*GIVEN REQUEST:*
Render the stretch of the records below, from the line that contains "instance: [(499, 385)]" through the line that contains "[(60, 342), (565, 344), (471, 338)]", as a Markdown table with the columns n and Line. Number each row, include both end lines, and leave out blank lines.

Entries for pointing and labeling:
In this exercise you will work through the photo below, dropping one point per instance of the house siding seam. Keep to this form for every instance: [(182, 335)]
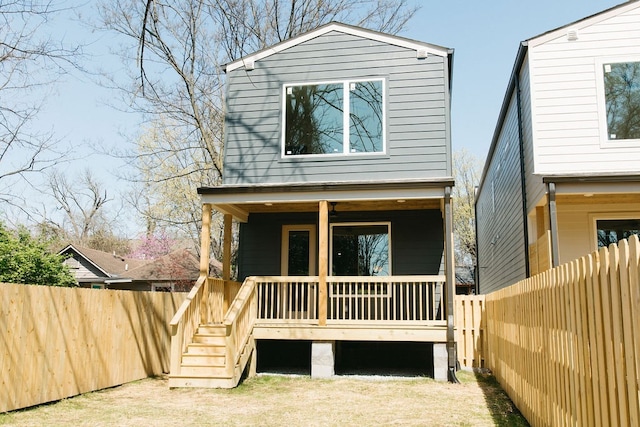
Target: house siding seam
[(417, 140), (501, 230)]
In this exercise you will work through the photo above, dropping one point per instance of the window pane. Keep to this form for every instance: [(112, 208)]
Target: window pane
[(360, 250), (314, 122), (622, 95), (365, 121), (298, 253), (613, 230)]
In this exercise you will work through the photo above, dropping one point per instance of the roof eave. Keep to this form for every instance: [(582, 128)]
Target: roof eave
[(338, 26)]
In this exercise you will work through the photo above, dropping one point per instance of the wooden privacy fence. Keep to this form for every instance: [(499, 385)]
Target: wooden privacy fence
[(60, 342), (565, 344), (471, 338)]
==
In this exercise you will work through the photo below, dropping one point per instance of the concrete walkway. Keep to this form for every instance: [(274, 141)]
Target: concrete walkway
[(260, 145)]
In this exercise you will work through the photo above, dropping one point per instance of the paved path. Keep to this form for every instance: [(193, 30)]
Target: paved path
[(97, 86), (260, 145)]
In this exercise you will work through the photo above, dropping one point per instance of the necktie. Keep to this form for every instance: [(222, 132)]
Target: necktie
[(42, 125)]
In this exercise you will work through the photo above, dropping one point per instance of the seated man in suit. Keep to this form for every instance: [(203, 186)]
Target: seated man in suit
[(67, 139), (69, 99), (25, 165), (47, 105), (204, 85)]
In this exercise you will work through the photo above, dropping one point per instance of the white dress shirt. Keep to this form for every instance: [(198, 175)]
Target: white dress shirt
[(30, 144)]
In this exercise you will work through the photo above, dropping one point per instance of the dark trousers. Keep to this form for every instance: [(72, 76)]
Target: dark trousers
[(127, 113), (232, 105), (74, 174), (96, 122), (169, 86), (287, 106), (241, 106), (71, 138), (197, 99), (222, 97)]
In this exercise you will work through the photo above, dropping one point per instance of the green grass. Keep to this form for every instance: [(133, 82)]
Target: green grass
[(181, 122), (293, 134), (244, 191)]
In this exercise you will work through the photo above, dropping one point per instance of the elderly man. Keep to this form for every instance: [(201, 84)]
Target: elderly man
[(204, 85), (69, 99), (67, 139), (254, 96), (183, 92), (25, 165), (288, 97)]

*REPLY:*
| n | Line |
|---|---|
| 1 | In this exercise you will work through the photo above, dropping one point per instance of the wooden privacy fence. Keep to this form for every instance: [(499, 385)] |
| 2 | Target: wooden privacy fence |
| 3 | [(60, 342), (565, 344), (471, 338)] |